(Data items)
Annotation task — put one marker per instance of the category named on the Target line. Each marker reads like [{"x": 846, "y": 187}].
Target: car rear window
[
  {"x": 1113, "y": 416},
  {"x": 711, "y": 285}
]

## Exercise description
Put all of the lines above into a Markdown table with two columns, "Row" for the row number and "Text" for the line itself, skipping any blank lines.

## Solution to this task
| Row | Text |
|---|---|
| 1 | Annotation task — put one marker per instance of the category named on the Target line. Each marker reads like [{"x": 846, "y": 187}]. |
| 2 | Target: car rear window |
| 3 | [ |
| 4 |   {"x": 1113, "y": 416}, |
| 5 |   {"x": 711, "y": 285} |
| 6 | ] |